● TAREFA PROPOSTA
Reproduza todos os itens abaixo, substituindo "put a point on" por "mark" e mantendo todo o restante inalterado.

■ ■ ■ ■ ■

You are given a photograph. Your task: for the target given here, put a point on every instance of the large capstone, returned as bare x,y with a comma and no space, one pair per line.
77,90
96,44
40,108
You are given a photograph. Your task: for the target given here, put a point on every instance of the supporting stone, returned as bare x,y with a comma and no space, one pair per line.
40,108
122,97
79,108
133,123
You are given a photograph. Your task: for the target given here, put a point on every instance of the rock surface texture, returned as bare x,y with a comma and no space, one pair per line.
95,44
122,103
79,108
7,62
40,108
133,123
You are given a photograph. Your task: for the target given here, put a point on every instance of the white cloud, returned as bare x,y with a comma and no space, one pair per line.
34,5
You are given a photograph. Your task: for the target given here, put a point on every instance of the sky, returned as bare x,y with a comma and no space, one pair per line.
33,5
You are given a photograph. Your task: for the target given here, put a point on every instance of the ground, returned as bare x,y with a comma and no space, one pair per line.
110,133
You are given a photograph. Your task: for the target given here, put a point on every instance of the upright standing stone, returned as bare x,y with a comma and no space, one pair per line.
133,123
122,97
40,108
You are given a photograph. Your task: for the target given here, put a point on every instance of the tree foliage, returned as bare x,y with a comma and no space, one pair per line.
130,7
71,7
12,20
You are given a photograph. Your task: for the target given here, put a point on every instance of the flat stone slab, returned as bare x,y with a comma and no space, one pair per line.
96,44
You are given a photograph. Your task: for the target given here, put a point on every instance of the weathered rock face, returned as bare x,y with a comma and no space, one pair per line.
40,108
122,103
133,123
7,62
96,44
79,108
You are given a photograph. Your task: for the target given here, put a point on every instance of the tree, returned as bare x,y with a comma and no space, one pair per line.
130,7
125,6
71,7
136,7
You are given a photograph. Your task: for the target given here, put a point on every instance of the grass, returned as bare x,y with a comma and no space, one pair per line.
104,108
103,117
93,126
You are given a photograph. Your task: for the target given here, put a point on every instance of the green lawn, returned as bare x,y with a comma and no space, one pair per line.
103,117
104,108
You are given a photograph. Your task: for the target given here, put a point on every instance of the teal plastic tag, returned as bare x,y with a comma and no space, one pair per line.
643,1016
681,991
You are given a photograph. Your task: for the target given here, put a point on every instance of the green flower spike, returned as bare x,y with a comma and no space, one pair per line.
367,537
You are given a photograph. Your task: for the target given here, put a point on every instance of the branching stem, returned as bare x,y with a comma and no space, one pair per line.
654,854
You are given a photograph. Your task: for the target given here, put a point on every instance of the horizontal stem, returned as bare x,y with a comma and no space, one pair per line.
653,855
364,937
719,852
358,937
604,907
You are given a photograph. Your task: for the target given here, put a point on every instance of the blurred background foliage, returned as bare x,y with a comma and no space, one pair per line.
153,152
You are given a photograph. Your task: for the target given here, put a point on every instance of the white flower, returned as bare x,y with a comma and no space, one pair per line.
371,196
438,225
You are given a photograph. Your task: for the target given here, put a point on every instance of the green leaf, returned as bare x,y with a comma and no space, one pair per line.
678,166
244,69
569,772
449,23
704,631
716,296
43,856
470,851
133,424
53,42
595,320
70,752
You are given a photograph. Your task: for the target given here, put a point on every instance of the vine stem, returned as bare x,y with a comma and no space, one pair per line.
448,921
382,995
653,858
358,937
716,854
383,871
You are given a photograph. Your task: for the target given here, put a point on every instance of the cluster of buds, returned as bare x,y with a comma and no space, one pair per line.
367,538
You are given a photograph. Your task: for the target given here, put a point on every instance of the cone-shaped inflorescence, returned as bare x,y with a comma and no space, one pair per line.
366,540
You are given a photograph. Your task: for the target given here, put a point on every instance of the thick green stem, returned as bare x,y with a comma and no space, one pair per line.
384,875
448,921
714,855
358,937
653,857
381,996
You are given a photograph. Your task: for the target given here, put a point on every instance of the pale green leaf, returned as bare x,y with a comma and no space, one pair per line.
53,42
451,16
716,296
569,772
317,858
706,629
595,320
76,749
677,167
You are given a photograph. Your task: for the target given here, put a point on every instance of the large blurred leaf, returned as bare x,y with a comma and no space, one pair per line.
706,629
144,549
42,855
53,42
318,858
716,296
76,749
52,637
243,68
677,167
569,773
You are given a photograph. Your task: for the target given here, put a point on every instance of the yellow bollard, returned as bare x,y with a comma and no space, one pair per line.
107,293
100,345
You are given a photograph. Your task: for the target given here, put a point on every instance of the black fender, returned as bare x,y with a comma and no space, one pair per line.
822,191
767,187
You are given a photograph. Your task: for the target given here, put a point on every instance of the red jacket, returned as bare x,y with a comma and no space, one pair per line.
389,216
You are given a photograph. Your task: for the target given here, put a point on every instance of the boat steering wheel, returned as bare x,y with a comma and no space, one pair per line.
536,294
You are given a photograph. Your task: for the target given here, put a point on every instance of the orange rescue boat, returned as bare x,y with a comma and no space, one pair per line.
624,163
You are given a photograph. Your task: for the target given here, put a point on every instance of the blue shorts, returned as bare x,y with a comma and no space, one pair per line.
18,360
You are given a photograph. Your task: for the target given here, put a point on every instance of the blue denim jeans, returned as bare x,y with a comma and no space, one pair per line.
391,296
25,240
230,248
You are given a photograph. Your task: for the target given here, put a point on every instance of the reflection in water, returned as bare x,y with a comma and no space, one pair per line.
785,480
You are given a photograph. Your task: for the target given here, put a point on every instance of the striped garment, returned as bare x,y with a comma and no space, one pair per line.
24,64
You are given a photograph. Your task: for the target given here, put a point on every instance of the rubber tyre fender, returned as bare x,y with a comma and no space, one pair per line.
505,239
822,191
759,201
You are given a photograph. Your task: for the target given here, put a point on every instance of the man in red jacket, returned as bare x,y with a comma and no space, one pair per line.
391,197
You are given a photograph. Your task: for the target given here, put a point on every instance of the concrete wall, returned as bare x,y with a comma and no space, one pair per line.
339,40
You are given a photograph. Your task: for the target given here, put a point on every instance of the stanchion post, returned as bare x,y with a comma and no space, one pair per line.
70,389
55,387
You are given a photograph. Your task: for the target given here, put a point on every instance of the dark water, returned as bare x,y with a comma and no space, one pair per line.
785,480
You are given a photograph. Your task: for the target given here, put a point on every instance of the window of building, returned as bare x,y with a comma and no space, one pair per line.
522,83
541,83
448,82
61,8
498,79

■ ■ ■ ■ ■

● RESULTADO DA TAREFA
You are given a photograph. Your task: for the target given here, mark every instance of the large capstone, returned as bare x,y with a comma and no space, one pair per line.
77,90
96,44
40,108
You are given a photograph. Your task: for the target given here, mark every instance of the supporting stone, returned as bare x,y with a comma and no space, one pair per line.
40,108
122,97
79,108
133,123
You are given a photograph. Your task: for the target given here, mark every instance of the rock surface texture, returned as bare x,y with a comma and no space, one pair per line.
95,44
122,103
79,108
7,62
40,108
133,123
You are given a photograph. Your task: for the target given here, mark every instance of the white cloud, returned as bare x,y with a comma and no space, one pair per line.
34,5
You are given a photograph. Your task: for the target given here, mark every instance of the sky, returned as bare x,y with a comma and no space, one pair per line.
33,5
You are given a photograph. Your task: for the target given here, mark every instance of the ground, returned as bare x,y with a comma and no space, one pair per line.
110,133
You are given a photograph. Your task: for the target given here, mark every instance of the upright standing stone, returned as bare x,y with a comma and no space, one pair per line.
133,123
122,97
40,108
You are given a photograph. Your task: for the target given here, mark every instance of the tree foliage, returned as bare x,y with a comma and no space, one pair per line.
130,7
71,7
12,20
You are given a photograph. Your task: for the target given here, mark every instance of the flat stone slab, returned as bare x,y with a comma and no space, one pair per line.
96,44
You are given a photograph. Your task: for the target given here, mark every instance of the weathered rock face, returned as bare x,y with a comma and no space, one pair per line.
40,108
122,103
133,123
7,62
96,44
79,108
You are given a photograph. Your task: for the target given here, mark every instance of the tree, returned as bare x,y with a comma and no space, one pair per line.
130,7
125,6
71,7
136,7
You are given a photograph. Your task: for the target given here, mark every instance of the grass, returned as bare x,y with a comma and no space, one pair per line.
104,108
103,117
93,126
You are given a photograph. Your task: for the target given here, mark every instance of the green lawn, returned as bare x,y with a comma and no space, one pair per line.
103,117
104,108
You are given a photograph. Your task: for the target given here, mark every instance of the teal plastic tag, returned as bare x,y with a comma and no space, one pair per line.
643,1016
681,991
You are given a photograph. Your task: for the target given here, mark every instance of the green flower spike, returned as bare x,y with a comma and no space, one pair per line.
367,537
You are given a photograph. Your task: for the target given here, mark every instance of the branching stem, returned as bare x,y with a comma and no space, one pair per line.
654,854
You are given a photograph. Your task: for the target given here, mark every instance of the horizontal stem, returned as bare x,y with a comma and no space, one pair per line.
653,855
364,937
719,852
358,937
604,907
You are given a photograph. Your task: for the target given here, mark every instance of the blurred background foliage, returned as bare x,y with a comma and no space, one pair per line.
153,152
You are given a photograph. Your task: for the target given here, mark every instance of the white flower, returned as bare x,y with a comma and no space, one pair per line.
371,196
438,225
You are given a photograph. Your task: for the target given here, mark every instance of the green leaf, returned as bare x,y with a comma and no space, one pair per line.
678,166
244,69
569,772
449,23
704,631
716,296
43,856
470,851
133,424
53,42
595,320
70,752
You are given a photograph. Your task: for the target given here, mark every instance of the vine stem, returned as bare x,y with a comma and no space, one pair per line.
448,921
382,995
653,858
358,937
716,854
383,871
You are given a photograph. Your task: for the target given here, mark every instance of the cluster of buds, returned as bare x,y with a comma and no space, one pair per line.
367,538
You are given a photograph. Your task: for the target given here, mark every instance of the cone-shaped inflorescence, returned as bare x,y with a comma and no space, one pair per line.
366,540
You are given a photograph. Your task: for the target given here, mark every instance of the thick green stem, returned as bare x,y with a comma and no space, one pair per line.
384,875
448,921
714,855
358,937
653,857
381,996
You are given a photograph. Your task: for the target given here, mark every instance of the pale green leaf, returned as bare x,y with a comma and no space, one pair per line.
53,42
451,16
716,296
569,772
317,858
706,629
595,320
76,749
677,167
You are given a photograph. Your task: for the target given here, mark every instance of the large blurred leaf, returned as bare x,y with a comma and no space, one pair per line.
706,629
144,549
42,855
53,42
318,858
716,296
76,749
52,637
243,68
677,167
569,773
You are given a photograph. Your task: for the target given here, mark every instance of the yellow bollard, returned as bare x,y with a comma and no space, one pair per line.
107,293
100,345
You are given a photograph. Your task: for the target given here, mark every instance of the black fender, returned as bare x,y with a comma and no space, one pair per line.
822,191
767,187
You are given a photograph. Your task: for the target given here, mark every instance of the red jacket, returned as bare x,y with a comma and no space, one pair per line.
389,216
You are given a photograph. Your task: for the target given here, mark every instance of the boat steering wheel, returned as bare x,y with a comma and no space, one pair per line.
536,294
You are given a photograph. Your task: for the target given here, mark every instance of the orange rescue boat, returned as bare x,y with a comma and no space, one pair per line.
624,163
You are given a photograph. Your task: for the target given here, mark every instance of the blue shorts, returned as bare x,y with a comma and no space, one pair per line.
18,360
You are given a photograph. Your task: for the target given here, mark every instance of the blue denim jeans, returned as bare x,y with a comma and no space, one pair per line.
391,296
25,240
230,248
You are given a photograph. Your task: for the target given here, mark every instance of the reflection in water, returned as bare x,y with a comma and no space, one pair per line.
785,480
You are given a photograph. Your task: for the target given here, mark every instance of the striped garment, returned as bare x,y with a comma and no space, one pair per line.
24,64
You are given a photograph. Your task: for the target given here, mark every instance of the rubber tyre fender, returned as bare x,y with a comma and no space, one pair per line.
505,239
822,191
759,201
You are given a photograph. Your task: for the target given here, mark every instance of the man in red jacket, returned as bare x,y with a comma and no space, one pair per line.
391,197
You are given a photograph. Your task: for the target given here, mark every instance of the concrete wall, returned as bare x,y with a comma and no space, one pair per line.
339,40
You are given a photograph. Your task: for the target given here, mark every instance of the stanchion post, returned as bare x,y with a comma and no space, one pair per line.
70,389
55,387
You are given a photograph. Your task: for the target given here, mark every instance of the dark water, returned as bare x,y with a comma and no space, one pair per line.
785,480
You are given a photograph. Your task: for the target given here, mark every instance of the window of building, returned as bare x,y with a comma and no space, one pair per line.
522,83
541,83
448,82
61,8
498,79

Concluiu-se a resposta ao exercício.